**THE INPUT**.
+ + + + + + +

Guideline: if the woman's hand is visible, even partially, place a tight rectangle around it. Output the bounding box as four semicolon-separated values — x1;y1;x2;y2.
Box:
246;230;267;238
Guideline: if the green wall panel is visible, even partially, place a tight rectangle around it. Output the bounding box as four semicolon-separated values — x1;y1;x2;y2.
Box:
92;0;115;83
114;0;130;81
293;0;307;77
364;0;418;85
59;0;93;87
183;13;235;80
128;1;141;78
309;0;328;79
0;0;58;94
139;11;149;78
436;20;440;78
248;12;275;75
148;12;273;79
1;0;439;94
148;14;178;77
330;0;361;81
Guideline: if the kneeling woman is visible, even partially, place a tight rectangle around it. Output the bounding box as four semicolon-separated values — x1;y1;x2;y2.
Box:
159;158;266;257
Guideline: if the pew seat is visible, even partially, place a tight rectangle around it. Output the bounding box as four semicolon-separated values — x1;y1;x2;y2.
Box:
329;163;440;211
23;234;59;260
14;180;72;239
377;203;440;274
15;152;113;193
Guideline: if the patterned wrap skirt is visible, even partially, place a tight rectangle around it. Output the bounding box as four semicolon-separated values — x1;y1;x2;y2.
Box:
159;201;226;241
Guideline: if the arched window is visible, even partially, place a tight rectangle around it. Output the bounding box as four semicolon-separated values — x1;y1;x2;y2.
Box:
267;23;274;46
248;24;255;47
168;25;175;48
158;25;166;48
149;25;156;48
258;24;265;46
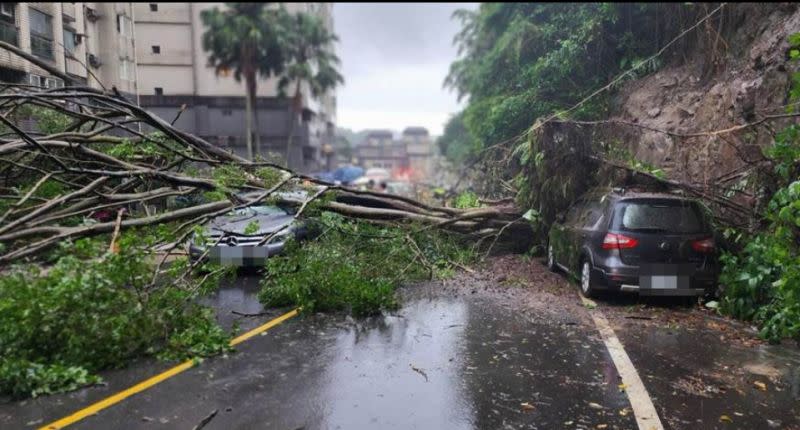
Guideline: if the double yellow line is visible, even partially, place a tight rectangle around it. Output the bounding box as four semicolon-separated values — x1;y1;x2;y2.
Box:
40;308;300;430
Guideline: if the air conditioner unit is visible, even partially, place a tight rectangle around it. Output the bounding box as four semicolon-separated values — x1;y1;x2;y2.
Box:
87;54;102;68
85;7;100;22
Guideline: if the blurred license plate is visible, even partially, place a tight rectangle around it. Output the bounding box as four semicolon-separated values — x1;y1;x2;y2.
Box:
209;247;268;266
643;275;678;289
639;263;693;291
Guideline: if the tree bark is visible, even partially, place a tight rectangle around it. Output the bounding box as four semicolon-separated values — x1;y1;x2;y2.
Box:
285;80;302;170
242;45;255;161
248;72;261;158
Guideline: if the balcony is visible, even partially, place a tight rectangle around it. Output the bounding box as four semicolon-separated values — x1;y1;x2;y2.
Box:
0;20;17;46
30;34;54;60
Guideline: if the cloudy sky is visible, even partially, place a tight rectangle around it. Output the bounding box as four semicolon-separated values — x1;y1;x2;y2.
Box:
333;3;478;136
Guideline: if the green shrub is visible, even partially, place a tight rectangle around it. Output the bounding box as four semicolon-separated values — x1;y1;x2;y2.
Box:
453;191;481;209
0;233;233;398
719;181;800;341
259;213;475;316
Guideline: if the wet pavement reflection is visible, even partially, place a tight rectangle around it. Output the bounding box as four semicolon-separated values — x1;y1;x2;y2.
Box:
0;278;634;430
615;322;800;430
3;269;799;430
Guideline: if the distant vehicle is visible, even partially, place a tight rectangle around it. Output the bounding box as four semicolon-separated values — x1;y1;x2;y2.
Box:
364;167;390;182
311;166;365;185
333;165;365;184
188;191;315;267
386;181;414;197
547;187;719;298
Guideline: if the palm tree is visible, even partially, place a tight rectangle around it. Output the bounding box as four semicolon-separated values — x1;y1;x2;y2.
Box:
278;11;344;169
201;3;286;160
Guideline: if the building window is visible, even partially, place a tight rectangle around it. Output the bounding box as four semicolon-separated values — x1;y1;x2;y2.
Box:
149;3;158;12
151;45;160;54
0;3;15;21
154;87;163;96
303;146;315;162
117;14;132;37
63;28;76;55
29;75;63;89
30;8;54;60
119;58;134;81
0;5;15;46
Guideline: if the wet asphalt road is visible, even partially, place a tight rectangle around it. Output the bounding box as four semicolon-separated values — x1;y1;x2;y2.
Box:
2;257;800;430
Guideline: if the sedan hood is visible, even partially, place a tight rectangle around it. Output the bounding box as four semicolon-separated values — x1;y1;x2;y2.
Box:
207;213;295;236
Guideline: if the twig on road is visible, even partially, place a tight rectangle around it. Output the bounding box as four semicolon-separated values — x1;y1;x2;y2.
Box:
410;364;429;382
192;409;218;430
231;310;270;317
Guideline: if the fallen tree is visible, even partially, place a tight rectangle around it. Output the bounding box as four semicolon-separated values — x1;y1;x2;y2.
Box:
0;83;531;266
0;54;536;398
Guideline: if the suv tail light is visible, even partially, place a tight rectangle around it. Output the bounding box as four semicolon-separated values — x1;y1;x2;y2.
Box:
602;233;639;250
691;237;715;253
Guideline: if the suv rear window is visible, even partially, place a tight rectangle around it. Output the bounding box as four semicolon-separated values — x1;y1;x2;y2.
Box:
612;199;705;234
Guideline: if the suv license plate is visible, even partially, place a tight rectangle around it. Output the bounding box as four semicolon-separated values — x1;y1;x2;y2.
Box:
643;275;678;289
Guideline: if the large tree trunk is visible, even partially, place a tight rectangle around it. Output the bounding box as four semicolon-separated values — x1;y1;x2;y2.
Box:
242;48;255;161
248;74;261;158
0;78;536;263
285;80;302;170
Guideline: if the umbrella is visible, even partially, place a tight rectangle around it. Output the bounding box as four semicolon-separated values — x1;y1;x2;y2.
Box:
333;166;364;184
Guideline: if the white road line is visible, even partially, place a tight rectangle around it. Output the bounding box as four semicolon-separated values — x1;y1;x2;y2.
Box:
582;297;665;430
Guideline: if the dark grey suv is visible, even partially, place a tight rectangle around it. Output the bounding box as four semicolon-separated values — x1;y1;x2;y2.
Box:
547;187;719;298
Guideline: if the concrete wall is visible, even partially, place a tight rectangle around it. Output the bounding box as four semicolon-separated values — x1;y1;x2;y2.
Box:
82;3;138;93
139;94;325;170
135;23;193;66
135;2;337;171
189;3;283;98
133;2;191;24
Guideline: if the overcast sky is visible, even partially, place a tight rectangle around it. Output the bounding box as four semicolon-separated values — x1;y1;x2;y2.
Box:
333;3;478;136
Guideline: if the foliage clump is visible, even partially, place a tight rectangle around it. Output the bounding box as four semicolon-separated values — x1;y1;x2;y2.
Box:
719;128;800;342
453;190;481;209
440;3;695;163
259;213;476;316
0;233;233;398
717;35;800;342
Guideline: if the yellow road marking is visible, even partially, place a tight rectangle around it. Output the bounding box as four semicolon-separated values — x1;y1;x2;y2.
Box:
230;308;299;346
40;308;300;430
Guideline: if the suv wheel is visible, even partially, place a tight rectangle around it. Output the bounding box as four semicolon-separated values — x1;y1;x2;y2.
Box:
580;260;597;298
547;244;558;272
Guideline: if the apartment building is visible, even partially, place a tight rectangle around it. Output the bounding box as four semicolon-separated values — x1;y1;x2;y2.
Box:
0;3;338;172
133;2;337;172
0;3;137;96
402;126;434;182
355;127;435;181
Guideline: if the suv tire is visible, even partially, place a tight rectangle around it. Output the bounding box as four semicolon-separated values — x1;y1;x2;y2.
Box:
580;260;597;298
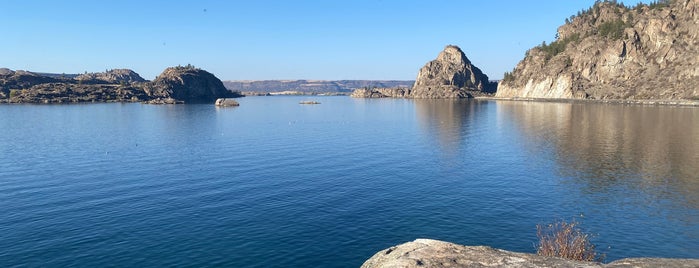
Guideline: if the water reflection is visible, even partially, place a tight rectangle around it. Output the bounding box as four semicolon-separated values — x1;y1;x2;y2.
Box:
413;100;489;158
497;101;699;210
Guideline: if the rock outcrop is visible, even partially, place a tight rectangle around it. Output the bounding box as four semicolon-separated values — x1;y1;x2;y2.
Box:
145;65;242;103
411;45;495;98
362;239;699;268
351;45;496;99
1;66;242;104
497;0;699;100
350;87;410;98
75;69;146;84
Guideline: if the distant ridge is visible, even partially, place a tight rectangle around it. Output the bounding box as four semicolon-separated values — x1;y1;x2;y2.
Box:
222;80;414;94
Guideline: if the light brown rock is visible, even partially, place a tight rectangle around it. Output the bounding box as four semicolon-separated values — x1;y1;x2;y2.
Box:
362;239;699;268
215;98;240;106
497;0;699;100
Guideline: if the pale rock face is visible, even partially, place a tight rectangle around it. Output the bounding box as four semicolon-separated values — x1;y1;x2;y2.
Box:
497;0;699;100
362;239;699;268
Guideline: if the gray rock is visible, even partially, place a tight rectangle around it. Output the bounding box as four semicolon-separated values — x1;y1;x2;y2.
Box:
497;0;699;100
350;46;495;99
215;98;240;106
75;69;146;84
362;239;699;268
350;87;410;98
411;45;494;98
145;65;242;103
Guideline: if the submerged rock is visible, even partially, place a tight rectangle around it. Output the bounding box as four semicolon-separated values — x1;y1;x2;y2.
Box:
362;239;699;268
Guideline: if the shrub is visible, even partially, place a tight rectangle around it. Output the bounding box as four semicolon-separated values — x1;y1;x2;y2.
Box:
503;71;515;83
535;219;604;262
538;33;581;61
9;89;20;98
598;19;628;40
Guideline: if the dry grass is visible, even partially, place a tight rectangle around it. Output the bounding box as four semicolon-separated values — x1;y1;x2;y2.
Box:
536;219;604;262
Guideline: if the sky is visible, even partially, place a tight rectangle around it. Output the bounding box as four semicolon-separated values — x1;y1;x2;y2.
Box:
1;0;648;81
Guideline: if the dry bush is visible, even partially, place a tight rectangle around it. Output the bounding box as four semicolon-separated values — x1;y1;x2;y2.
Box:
536;219;604;262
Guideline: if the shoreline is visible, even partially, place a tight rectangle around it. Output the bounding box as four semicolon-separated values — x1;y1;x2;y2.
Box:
476;96;699;107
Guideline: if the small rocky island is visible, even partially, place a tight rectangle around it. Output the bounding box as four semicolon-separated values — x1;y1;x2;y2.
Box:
351;45;496;99
497;0;699;100
0;65;242;104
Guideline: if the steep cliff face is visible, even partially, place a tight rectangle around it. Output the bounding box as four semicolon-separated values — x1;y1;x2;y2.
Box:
351;45;495;98
497;0;699;100
146;66;241;102
412;45;494;97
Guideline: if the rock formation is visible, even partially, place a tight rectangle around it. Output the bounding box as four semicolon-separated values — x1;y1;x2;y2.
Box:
362;239;699;268
411;45;495;98
497;0;699;100
351;45;496;98
1;66;242;104
215;98;240;107
350;87;410;98
75;69;146;84
145;65;242;103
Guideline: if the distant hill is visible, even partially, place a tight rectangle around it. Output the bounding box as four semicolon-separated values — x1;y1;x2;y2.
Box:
222;80;414;94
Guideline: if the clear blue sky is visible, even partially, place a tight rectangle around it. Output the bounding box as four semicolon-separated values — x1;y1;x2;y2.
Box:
1;0;646;80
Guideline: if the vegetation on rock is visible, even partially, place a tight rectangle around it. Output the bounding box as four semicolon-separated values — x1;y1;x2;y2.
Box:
497;0;699;100
536;219;604;262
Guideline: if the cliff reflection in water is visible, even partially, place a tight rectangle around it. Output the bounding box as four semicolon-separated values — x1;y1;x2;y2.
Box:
498;101;699;210
413;100;490;159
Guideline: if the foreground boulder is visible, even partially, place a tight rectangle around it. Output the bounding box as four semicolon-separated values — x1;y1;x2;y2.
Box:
362;239;699;268
497;0;699;100
146;65;242;103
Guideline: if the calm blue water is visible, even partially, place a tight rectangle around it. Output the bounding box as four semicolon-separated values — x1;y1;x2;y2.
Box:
1;96;698;267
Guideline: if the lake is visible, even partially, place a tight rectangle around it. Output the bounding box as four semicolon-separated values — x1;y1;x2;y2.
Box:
1;96;698;267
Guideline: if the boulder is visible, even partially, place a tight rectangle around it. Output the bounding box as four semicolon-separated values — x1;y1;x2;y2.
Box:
215;98;240;106
362;239;699;268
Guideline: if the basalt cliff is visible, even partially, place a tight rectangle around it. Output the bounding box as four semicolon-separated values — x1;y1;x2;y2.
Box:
351;45;496;98
0;66;241;104
497;0;699;100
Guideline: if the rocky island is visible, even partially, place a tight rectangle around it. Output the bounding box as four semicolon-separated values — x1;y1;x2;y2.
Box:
351;45;496;99
0;65;242;104
497;0;699;100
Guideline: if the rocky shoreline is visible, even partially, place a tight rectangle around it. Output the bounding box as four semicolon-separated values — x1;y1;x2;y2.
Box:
479;96;699;107
0;66;242;104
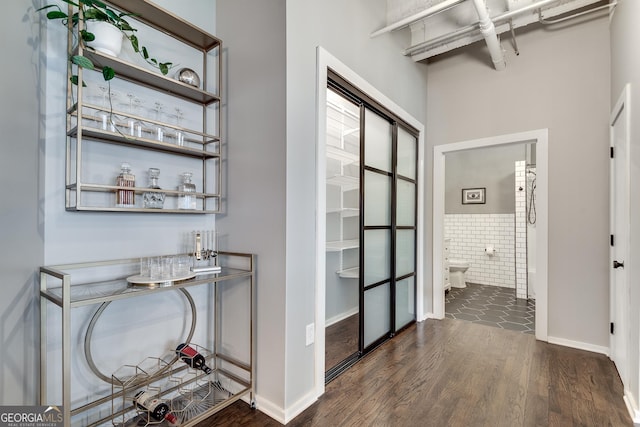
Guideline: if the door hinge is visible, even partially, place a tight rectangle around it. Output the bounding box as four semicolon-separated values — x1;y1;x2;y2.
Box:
611;322;615;334
611;234;615;246
611;146;615;158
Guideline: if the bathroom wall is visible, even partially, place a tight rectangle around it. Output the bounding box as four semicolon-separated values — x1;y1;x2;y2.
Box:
444;214;515;288
445;143;525;214
526;166;537;299
445;144;525;289
515;161;527;299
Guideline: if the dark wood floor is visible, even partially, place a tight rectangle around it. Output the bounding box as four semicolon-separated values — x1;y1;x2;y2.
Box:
325;313;359;370
197;318;632;426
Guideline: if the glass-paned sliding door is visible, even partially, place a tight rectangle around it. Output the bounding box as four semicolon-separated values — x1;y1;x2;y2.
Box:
395;127;418;331
363;109;393;348
325;72;419;378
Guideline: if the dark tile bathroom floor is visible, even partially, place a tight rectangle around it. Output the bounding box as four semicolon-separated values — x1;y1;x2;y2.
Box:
445;282;535;334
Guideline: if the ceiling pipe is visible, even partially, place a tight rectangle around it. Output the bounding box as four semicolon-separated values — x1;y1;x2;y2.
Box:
370;0;466;38
402;0;565;57
471;0;506;70
538;0;615;25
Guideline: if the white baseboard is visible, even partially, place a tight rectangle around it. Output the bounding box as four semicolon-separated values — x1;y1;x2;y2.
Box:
283;389;318;424
547;336;609;356
254;395;286;425
423;312;443;320
417;312;430;322
326;307;358;327
254;389;319;425
623;390;640;425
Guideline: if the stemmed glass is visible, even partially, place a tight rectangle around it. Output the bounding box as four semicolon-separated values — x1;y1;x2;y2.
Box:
98;85;118;132
176;108;186;146
124;92;143;137
167;107;185;146
151;101;166;142
84;83;106;129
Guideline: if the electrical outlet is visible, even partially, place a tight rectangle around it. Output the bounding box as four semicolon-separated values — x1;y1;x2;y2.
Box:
305;323;315;346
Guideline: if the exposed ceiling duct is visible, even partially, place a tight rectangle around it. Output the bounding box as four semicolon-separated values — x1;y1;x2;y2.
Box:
372;0;614;69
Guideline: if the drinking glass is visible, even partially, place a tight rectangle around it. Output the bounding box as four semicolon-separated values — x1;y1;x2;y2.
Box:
139;257;151;277
149;256;162;280
162;256;174;279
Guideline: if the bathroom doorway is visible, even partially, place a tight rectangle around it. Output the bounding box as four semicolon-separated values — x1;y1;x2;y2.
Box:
433;130;548;341
443;144;535;333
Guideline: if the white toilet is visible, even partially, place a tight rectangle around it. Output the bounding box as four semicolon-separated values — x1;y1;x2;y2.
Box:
448;259;470;288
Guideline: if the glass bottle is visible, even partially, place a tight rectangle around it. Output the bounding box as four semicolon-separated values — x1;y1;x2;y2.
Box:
142;168;165;209
133;391;178;425
175;343;212;374
115;162;135;207
178;172;196;210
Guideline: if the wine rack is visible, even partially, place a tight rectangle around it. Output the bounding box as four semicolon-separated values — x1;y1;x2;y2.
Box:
39;252;255;426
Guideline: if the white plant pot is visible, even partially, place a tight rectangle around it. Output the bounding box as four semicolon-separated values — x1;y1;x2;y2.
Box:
85;21;123;57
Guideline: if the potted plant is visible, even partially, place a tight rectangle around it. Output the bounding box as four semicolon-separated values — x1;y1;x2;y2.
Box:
38;0;173;85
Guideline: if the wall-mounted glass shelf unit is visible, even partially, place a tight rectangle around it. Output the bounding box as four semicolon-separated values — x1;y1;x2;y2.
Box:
64;1;222;213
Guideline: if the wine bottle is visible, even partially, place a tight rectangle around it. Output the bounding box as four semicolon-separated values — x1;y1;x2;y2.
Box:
133;390;178;425
175;343;212;374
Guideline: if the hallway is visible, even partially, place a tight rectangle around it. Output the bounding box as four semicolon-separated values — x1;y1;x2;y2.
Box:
198;319;631;426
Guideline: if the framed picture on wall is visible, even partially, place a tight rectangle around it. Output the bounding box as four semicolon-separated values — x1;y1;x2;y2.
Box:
462;187;486;204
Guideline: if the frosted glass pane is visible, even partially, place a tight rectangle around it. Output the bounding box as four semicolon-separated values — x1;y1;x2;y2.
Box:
365;171;391;226
396;229;415;277
397;127;416;179
396;277;415;330
364;230;390;285
364;109;392;172
364;283;390;347
397;180;415;226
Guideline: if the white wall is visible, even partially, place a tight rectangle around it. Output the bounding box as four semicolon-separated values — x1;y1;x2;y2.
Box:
0;0;44;405
286;0;428;418
216;0;288;414
610;0;640;419
427;18;610;346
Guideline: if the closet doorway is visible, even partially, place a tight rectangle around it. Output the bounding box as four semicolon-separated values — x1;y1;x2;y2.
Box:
324;72;419;382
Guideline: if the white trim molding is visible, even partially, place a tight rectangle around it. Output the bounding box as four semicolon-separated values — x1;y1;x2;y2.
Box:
623;391;640;425
547;336;609;356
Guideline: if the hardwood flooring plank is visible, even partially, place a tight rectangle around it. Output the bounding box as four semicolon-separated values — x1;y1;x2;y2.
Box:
524;340;550;426
325;313;359;370
195;319;633;427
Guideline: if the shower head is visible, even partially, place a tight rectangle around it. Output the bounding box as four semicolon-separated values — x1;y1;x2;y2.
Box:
526;170;536;176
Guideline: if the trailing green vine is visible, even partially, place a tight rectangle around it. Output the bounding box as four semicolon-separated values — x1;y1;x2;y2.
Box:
38;0;173;86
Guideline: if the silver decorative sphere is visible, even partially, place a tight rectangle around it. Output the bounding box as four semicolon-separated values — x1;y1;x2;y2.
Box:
177;68;201;88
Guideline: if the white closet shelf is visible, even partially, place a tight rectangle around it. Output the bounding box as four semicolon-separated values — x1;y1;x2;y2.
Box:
326;145;359;164
337;267;359;279
326;239;359;252
327;175;358;190
326;207;359;217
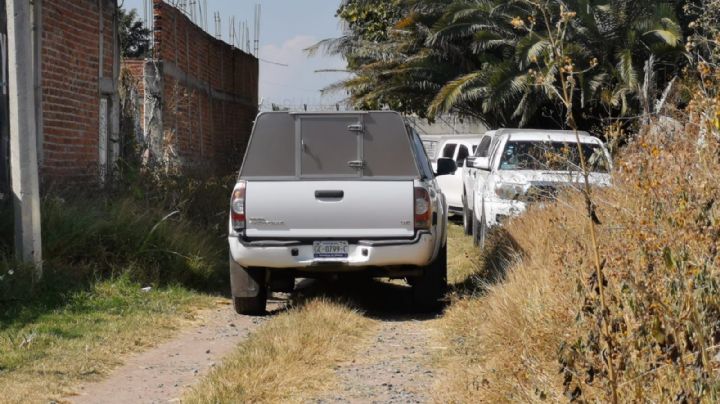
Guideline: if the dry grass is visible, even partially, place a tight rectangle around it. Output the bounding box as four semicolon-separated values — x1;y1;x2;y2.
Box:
446;222;480;286
184;299;376;403
434;101;720;401
0;278;214;403
0;190;229;403
436;207;582;403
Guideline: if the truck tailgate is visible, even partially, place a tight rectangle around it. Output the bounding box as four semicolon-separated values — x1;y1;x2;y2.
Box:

+ + + + + + +

Each line above with the word "light" needs to be copied.

Guideline: if the suv tail light is visible, even partially, place a tight rectangle around it. Output the bounding box as four semicolon-separated values — x1;y1;x2;y2.
Guideline: if the light brown rock is visible, even partially, place a tight rectangle around it. Output the bounding box as four semicolon-separated values — x1;y1;x2;y2.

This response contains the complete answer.